╔══
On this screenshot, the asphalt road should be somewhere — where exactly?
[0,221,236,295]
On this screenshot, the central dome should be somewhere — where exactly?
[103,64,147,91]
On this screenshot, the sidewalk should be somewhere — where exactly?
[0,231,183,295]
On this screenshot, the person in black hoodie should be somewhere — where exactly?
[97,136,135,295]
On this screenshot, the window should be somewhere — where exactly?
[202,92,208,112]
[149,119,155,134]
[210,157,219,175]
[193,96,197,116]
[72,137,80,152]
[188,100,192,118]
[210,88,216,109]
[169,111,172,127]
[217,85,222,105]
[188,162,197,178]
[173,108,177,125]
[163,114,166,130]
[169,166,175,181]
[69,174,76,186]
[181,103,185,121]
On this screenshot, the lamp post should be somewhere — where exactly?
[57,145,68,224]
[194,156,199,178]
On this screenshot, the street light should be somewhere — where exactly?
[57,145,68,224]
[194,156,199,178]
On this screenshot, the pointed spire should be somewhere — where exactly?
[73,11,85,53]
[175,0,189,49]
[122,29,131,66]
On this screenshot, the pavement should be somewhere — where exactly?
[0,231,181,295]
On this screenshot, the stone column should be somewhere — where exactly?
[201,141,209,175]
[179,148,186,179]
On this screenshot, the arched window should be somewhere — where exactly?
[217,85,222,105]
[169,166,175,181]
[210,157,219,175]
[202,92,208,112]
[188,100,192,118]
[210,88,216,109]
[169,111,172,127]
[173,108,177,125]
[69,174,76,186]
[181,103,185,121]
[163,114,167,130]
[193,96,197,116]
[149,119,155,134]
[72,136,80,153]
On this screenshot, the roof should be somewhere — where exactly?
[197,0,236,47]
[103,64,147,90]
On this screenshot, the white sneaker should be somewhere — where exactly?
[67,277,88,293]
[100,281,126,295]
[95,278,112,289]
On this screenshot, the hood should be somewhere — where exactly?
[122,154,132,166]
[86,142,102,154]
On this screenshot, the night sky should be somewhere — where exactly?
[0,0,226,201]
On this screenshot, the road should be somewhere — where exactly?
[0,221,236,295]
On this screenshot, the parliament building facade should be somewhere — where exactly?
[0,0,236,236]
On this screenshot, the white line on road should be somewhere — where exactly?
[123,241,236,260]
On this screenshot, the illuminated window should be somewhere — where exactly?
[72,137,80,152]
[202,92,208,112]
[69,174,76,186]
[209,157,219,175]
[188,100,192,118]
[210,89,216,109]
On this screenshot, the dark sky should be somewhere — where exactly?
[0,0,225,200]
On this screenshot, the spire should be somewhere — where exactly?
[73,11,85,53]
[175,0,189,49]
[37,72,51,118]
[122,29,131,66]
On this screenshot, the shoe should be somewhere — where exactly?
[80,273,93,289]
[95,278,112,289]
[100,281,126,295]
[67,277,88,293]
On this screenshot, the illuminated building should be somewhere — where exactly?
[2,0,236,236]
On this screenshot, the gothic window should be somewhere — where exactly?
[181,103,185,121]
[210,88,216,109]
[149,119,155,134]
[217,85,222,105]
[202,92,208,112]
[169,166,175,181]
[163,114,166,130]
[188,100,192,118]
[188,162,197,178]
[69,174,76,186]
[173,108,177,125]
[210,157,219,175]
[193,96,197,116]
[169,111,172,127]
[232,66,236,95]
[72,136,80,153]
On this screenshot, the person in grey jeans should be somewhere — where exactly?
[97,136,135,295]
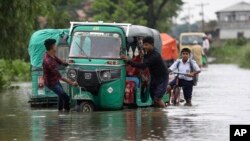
╚══
-- Your objective --
Could you copy the listing above line for line, starting at its first line and continuing up to and including the line with "[179,148,186,179]", and output nothing else?

-- Response --
On this screenshot, the asphalt road should be somewhere — where exactly?
[0,221,236,295]
On this screenshot, the central dome should be somewhere — where exactly?
[103,64,147,91]
On this screenshot, the sidewalk should be somewhere — where exactly?
[0,231,183,295]
On this screenshot, the person in black hoodie should be somewhere — where exactly?
[97,136,135,295]
On this screenshot, the window should be somewhere — where exactly?
[202,92,208,112]
[149,119,155,134]
[210,157,219,175]
[193,96,197,116]
[72,137,80,152]
[188,100,192,118]
[210,88,216,109]
[169,111,172,127]
[217,85,222,105]
[188,162,197,178]
[173,108,177,125]
[163,114,166,130]
[169,166,175,181]
[69,174,76,186]
[181,103,185,121]
On this screenshot, the lamp post should be somewhere — where exactly?
[57,145,68,224]
[194,156,199,178]
On this screenshot, the street light should be somewhere — where exactly?
[57,145,68,224]
[194,156,199,178]
On this screenshot, the pointed spire should be somewhere — where exactly?
[73,11,85,53]
[175,0,189,49]
[122,29,131,66]
On this screenshot, the pavement should be somewhere — where exactly?
[0,231,181,295]
On this screenshot, the stone column should be somewhere — where exactly?
[201,141,209,175]
[179,148,186,179]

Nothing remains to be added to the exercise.